== EXCERPT ==
Sunday, 2 February 2020

Operation Upgrade Yorkshire is in effect.


Sort of. Certain comedy performance art pieces in the climbing scene recently have got me thinking about bouldering grades and the possibility of nudging them towards the remotely accurate. I've been going up to West Yorkshire a bit partly because the journey time is hardly much longer than going to Peaks grit, but is much cruisier being motorway for most of it compared to trudging through Stockport or Glossop, and partly because it's quite good and varied and thankfully not Almscliff. Return trundles along the M66 or M62 have given me time to ponder on the grading and thus here are some thoughts / corrections:

Recent dabblings:

Brimham:
Arthur 6C+ (E3 6b, 6a) [attempted] - This is a weird one. 6B+/C start to a hands off rest, then very rounded and committing scrittle-grovel over the top which is very morpho but probably not that hard. Not nearly as good as it looks TBH.
Perky 6B+ - seems spot on.

Brimham Outliers:
Boris Or Bust 6C - Spot on. Not too hard but precarious and tenuous. Great feature!
Fiddlesticks 6B+ (6C) - As hard as BOB, did it just as good conditions, but was warmed up more and more confident with the landing, and it took me longer.

Gilstead:
Eldwick Direct 6B+ (6C) - Very hard reachy crank on a tiny crimp, I did this in perfect conditions and it was still a hell of a move. I suspect this is the same as the imaginary 6C next to it that doesn't have holds. Lovely little area of problems there.

Scout Hut:
Needle Of Dreams 6C - Easy climbing and a move that would be an easy flash at ground level, but at that height feels well goey. Absolute classic.
Dodger 6B+ - Nowhere near as hard as the photo of JP makes it look.
James Dean 6C (7A) [attempted] - Tried this repeatedly after warming up on NOD in perfect conditions with good skin (before trying it!). Might be a bit morpho but deffo two grades harder than NOD, I couldn't do a couple of moves let alone link them.
===
== ENTRIES SHOWN ==
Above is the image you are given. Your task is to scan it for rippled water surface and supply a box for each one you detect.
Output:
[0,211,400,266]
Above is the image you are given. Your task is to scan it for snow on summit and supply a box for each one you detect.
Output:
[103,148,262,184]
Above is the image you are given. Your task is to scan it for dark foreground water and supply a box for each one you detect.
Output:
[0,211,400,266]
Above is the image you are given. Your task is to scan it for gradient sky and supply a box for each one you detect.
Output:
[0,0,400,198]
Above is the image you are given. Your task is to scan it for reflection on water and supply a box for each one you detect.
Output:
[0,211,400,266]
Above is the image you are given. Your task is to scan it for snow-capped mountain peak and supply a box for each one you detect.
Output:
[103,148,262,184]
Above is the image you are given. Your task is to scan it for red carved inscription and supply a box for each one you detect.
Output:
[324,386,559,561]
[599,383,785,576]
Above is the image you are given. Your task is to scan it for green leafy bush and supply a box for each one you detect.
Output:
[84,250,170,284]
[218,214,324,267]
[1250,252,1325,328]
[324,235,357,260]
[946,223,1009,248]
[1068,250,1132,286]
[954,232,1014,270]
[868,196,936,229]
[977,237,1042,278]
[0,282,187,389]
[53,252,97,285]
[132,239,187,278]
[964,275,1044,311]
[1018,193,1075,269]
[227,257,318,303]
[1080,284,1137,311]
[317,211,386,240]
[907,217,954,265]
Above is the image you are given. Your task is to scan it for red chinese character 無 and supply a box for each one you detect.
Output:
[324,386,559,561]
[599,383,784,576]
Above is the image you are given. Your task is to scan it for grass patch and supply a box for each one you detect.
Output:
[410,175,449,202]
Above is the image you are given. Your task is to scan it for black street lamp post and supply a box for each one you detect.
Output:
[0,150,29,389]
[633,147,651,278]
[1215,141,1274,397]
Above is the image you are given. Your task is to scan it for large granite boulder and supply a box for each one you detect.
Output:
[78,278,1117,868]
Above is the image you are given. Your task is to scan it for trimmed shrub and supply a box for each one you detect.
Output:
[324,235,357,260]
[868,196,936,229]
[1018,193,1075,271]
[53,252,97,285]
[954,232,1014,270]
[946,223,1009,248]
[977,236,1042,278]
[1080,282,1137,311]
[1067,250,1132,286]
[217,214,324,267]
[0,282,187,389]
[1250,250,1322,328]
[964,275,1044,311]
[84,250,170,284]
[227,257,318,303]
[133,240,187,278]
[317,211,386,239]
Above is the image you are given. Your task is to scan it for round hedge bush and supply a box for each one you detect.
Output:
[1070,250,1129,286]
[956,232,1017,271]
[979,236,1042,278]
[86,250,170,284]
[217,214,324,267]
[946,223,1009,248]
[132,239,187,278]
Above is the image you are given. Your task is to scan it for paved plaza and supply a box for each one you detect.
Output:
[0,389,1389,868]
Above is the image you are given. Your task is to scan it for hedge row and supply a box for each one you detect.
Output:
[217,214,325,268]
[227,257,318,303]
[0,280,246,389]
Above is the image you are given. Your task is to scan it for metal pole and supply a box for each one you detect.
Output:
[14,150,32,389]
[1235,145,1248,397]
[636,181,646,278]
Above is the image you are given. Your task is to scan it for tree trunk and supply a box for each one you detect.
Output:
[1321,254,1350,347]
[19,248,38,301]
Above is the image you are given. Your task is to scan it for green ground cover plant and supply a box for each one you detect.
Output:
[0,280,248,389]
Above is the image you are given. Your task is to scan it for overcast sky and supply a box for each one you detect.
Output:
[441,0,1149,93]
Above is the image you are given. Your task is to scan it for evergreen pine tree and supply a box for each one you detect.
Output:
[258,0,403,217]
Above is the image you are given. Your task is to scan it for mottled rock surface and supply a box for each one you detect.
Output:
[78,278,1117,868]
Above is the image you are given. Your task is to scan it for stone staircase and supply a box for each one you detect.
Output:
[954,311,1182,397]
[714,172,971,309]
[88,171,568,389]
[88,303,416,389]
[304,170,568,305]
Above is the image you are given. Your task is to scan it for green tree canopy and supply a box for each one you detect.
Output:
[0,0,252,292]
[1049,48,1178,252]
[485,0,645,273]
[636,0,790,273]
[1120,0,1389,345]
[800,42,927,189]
===
**TASK 1:**
Name every bouldering area that the blog post on Yorkshire bouldering grades uses as a heading for its list of problems.
**TASK 2:**
Translate this sentence from the Yorkshire bouldering grades post into French: "I suspect this is the same as the imaginary 6C next to it that doesn't have holds."
**TASK 3:**
Extend the blog post on Yorkshire bouldering grades, picking up after the James Dean entry.

**REPLY 1:**
Brimham, Brimham Outliers, Gilstead, Scout Hut

**REPLY 2:**
Je soupçonne que c'est la même chose que le 6C imaginaire juste à côté, qui n'a pas de prises.

**REPLY 3:**
Earl Hitching Stone:
Bryony's Arete 7A - Spot on. Really cool problem. Suited me well as it's a gaston move with good feet, but I'm not going to go off on some arbitrary downgrade even though I did it quickly.
Rimbosity 6A (6B+) [attempted] - tried to do this as a warm-up in the most perfectly crisp conditions. Desperate. Gave up after a few attempts, as did someone who climbs Font 7C moves on hard-but-safe routes.

Shipley Glen:
Rudolph 6C -  spot on. A bit cranky to start, a bit goey in the middle, good value.


Previously on FiendTV:

Pebble Wall 6C+ - spot on.
Not My Stile 6C+ - spot on. Think I did it when it was V6 but easier than that.
Whiskey Galore 7A (soft 7A) - a bit soft but still maybe creeps in to 7A.
Deepfry 6B - spot on.
Murky Rib 6C (6B?) - I think I did it when it was V3/4 and felt okay at the grade?
Pair In A Cubicle 7A - spot on.
Pommel 6C+ - spot on.
Fat Punter's Roof 6C+ - spot on.
A Little Sparkle 7A - spot on, and amazing.
Sulky Little Boys 7A+ (morpho, hard 7A+ / 6C) - weird one this, absolutely desperate for the short who have to jump to the rugosity gaston on the arete, completely trivial for the tall who could reach it with feet in the break before the Font 6B/+ rockover to pocket. One of the hardest single moves I've ever done.
Mansons Wall 6C - spot on.
Red Baron 7A+ - correct I think?? I did it in 6 goes using the "John Dunne knee" beta and could have flashed it if I'd got my left hand higher on the first attempt. Does this mean it's suddenly 6C? I think not. Just the luck of the day and suiting me at that time.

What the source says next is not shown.